Study text —
- - - - - - -
Somewhere

By Katherine K. Wilson

Every time I see Tony die in Westside Story, I cry. There are other things that always make me cry, closer to home, from my own life, but it’s easier to cry for Tony. I cry even though I’ve seen the film version thirty-six times; even though I’ve seen it on stage at least three. Even though I know how it’s going to end: with Tony shot, bleeding, dying in his beloved Maria’s arms. Even though I know the story was created as an updated version of Romeo and Juliet for the 1950s, twenty years before I was even born: even though I know that it’s fiction.  Once, in the ‘90s, when it was broadcast on TV I recorded it. Whenever I needed a good cry during my tumultuous teen years full of broken hearts, spurned friendships, and dashed hopes I would pop the tape into the VCR. The sound wasn’t great on the version I had; it was on a tape that had been used over and over and had worn thin. Commercials punctuated the story in an awkward way, but I was still glad to have it. Usually I watched the whole thing—Rita Moreno was my favorite—but sometimes I just fast forwarded to the last scene. If I need a good cry I know the last scene, the scene when Tony dies, will deliver every single time.  I cry because it’s a sad story every single time. Somehow, it still hurts somewhere deep down in an unidentifiable place. I want it to be true as Maria and Tony sing in “Somewhere” from the second act, when they are both alive and well and full of youthful hope and love, that there’s a time and place for them somewhere out there, for them to be together, to be happy, to be safe. Somewhere. Somehow. A place that could transcend the obstacles to their union. 

I imagined “Somewhere” would be a place called home. 


*


For most of my life, when I thought of home, I would picture my grandparent’s house. My parents relocated us seven times during my childhood, with each move something was lost—vital pieces of my Victorian dollhouse, my dresser’s antique mirror, a guinea pig named Thanksgiving, countless best friends. Through it all, my grandparents’ place remained a steadfast home. It was a shotgun house, small, simple, practical. Its outside was fitted with white siding to shield the exterior walls from the assault of Midwestern winters; inside my grandparents’ constant, uncomplicated love shielded my siblings and me, too. The living room was just wide enough to extend the honey-brown foldout couch we grandkids had slept on when we visited; our breathing, steady, calm, peaceful. The breezeway off the cozy kitchen was overtaken by an eager, well-cared for colony of plants. Its sash windows looked out onto a walkway hugged by daisies that stretched their heads skyward. A sturdy walnut tree cast shade over the front steps. 

When I was fifteen I begged my parents to let me move in full time with my grandparents but they wouldn’t hear of it. They couldn’t hear me back then, too much was noisily titling and twirling around them both.


*


I came across a document recently in a box of some dust infused papers. My breath caught, my eyes filled. The top of the document read: Disclaimer Deed.  It was the document that had made it official to the county, to the state, to the bank, to all the powers that be that I owned the house I lived in at the time solely and he, my husband at the time, did not. It is now more than two decades after it was signed. My husband had marked it on the day of its signing in navy blue ink with his swooping severe signature in stark contrast to his normally meticulously perfect printing. There was still a slight indent in the paper from the pressure of his writing. I suppose if I had the right kind of light I may have even found his fingerprint or a minuscule amount of his DNA. He’d written out the date in the formal style required by such forms: We’d had exactly one year and three days left. The form was a necessary nuisance in a community property state like ours. It made it official: He didn’t own the house, not legally. My name may have been on the deed, but I didn’t own a home either. I owned a house, a shelter, but that is not the same thing as a home.
- - - - - - -
Record set —
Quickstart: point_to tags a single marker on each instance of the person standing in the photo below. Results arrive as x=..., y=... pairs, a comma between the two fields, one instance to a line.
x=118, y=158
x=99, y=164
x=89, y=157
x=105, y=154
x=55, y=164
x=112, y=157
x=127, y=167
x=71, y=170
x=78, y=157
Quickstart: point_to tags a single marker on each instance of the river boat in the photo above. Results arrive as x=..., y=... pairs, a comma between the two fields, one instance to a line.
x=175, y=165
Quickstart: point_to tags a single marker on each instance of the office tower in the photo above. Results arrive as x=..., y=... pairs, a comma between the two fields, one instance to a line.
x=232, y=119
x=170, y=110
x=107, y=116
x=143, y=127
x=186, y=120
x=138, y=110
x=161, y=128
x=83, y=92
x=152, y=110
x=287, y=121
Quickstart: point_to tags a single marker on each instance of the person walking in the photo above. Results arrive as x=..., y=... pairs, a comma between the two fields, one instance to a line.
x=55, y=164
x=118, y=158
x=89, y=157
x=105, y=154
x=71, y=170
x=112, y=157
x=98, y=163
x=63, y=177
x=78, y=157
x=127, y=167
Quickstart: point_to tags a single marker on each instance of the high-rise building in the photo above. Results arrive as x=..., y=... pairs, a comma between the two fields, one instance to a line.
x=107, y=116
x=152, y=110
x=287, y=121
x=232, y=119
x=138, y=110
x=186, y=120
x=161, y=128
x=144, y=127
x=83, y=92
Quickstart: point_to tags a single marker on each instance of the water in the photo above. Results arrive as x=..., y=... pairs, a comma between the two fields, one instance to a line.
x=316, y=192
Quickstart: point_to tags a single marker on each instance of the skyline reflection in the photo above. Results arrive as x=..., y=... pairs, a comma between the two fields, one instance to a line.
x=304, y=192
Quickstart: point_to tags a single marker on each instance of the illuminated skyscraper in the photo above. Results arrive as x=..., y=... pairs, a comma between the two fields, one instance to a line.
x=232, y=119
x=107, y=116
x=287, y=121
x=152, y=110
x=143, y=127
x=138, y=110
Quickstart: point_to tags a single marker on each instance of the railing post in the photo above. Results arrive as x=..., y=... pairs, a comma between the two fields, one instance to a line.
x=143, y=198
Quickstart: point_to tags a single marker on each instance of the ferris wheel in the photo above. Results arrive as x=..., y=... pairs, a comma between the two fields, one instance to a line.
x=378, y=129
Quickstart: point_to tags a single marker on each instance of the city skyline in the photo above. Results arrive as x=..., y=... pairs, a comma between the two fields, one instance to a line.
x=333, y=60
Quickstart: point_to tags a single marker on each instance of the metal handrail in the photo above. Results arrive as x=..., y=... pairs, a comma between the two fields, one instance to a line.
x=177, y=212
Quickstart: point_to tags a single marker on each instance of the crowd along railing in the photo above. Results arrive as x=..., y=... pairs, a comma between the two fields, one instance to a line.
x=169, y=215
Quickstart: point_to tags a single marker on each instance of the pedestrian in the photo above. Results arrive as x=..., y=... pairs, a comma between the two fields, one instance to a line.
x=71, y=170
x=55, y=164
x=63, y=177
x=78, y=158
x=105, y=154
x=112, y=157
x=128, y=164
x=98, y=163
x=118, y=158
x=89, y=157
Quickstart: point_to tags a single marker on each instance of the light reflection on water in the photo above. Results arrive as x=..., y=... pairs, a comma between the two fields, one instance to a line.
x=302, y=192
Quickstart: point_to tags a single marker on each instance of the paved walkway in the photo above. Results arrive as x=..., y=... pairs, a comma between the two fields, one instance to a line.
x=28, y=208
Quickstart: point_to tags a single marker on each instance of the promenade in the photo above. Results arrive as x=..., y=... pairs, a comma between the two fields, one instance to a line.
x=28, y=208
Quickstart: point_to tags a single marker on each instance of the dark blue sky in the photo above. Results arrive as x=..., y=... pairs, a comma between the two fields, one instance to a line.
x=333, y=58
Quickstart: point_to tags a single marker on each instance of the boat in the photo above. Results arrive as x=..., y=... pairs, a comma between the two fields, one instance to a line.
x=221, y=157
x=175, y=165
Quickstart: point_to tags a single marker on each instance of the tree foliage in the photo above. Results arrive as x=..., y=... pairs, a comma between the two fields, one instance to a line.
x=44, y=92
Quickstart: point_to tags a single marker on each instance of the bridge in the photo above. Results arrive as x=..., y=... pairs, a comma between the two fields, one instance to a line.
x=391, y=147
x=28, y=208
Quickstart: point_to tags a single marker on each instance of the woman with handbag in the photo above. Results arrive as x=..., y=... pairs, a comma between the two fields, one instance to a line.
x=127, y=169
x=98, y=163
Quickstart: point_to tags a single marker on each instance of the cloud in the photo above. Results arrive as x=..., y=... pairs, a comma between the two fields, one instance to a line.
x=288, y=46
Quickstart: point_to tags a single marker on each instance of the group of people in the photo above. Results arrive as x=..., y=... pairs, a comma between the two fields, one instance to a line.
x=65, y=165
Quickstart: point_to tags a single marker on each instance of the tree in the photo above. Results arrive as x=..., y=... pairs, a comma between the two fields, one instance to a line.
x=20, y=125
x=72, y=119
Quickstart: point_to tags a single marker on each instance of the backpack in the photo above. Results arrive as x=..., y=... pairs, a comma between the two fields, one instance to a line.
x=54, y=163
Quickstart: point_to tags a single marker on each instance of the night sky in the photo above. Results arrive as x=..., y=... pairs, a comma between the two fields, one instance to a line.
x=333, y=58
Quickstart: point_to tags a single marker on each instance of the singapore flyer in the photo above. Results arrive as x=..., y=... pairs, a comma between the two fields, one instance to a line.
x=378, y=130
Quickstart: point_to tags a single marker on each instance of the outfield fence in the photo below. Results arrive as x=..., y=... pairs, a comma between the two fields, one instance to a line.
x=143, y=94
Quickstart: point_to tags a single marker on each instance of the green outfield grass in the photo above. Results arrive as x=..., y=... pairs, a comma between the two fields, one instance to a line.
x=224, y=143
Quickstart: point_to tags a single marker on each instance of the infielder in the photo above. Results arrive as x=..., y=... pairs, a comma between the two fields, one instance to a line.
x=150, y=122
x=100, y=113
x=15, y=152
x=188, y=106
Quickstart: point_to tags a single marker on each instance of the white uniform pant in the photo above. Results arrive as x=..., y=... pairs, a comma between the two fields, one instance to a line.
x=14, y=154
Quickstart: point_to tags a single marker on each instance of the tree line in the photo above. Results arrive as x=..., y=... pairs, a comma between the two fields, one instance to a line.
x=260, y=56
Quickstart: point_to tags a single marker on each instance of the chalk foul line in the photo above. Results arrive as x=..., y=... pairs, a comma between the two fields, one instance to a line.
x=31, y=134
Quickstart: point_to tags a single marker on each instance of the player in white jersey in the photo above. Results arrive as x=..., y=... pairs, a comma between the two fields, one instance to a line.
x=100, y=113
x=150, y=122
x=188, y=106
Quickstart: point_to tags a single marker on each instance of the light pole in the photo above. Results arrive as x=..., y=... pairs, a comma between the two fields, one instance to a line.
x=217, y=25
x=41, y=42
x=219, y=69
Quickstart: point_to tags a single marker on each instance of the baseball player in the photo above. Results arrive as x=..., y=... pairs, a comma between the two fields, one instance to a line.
- - - - - - -
Activity 1 — In the essay about home, how many times has the narrator seen the film version of Westside Story?
Activity 2 — Extend the essay about home from its final sentence onward.
The data above is separate material from the essay about home.

Your response 1 — Thirty-six times.

Your response 2 —
The county recorder had returned the original copy of the disclaimer deed to me. I’d tucked it in a box back then full of things I didn’t want to see. 

We had moved five times in the handful of years we’d known each other, always into temporary situations——sleeping on my sister’s futon, crowded onto my old childhood daybed, crashing at his parents vacation condo, renting an apartment for a bit. We’d been trying to keep a roof over our heads while slogging through college, enduring dead-end jobs, trying to be in love, while trying to figure out who we were as a couple when neither of us actually knew who we were as individuals yet. All the while our patience and our love were wearing thinner and thinner by the day from the relentless overplaying of survival mode. I thought maybe if we could make an actual home together we’d have a chance.

One day, as we walked back in the door of our apartment after viewing a rental house for yet another impeding move, the phone was ringing. Moments before, the owner of the rental house, a kind middle-aged woman with a sensible copper-brown bob, had agreed to rent to us. “I usually don’t allow pets,” she’d said in reference to our two cats, “but you seem like a nice couple.” He’d written her a check for the deposit, signing it with a slightly dried out cobalt blue Bic pen with his whorl of a signature. She’d only glanced at it briefly before tucking it into her purse. When I picked up the phone in our apartment it was my sister telling us she and her husband had agreed to sell their house to us. They were moving onto to a bigger place. We had no money for a deposit and too poor of credit for a mortgage, but they would allow us to rent-to-own for a year or so until we could get our affairs in order to apply for a formal mortgage with the bank. We smiled. We hugged, the ginger tabby wending his way between our legs. I called the landlady from the rental house. She assured us she would shred our deposit check. “You’re such a nice couple,” she said, “best of luck with your new home.” I could hear the smile in her voice.

I imagined making a home, a true home, that we would own could save us. I imagined filling the home with brand new furniture—a cherry-wood hand carved bed, a firm sofa with a subtle floral print, a pristine white dresser with drawers that slid open with ease—to replace the well-worn and half-broken castoffs that populated our apartment. I imagined decorating each year for Christmas with a real tree that would infuse the house with its piney scent well into the New Year. I imagined clean laundry efficiently folded and placed in potpourri scented drawers instead of lying in heaps on the carpet.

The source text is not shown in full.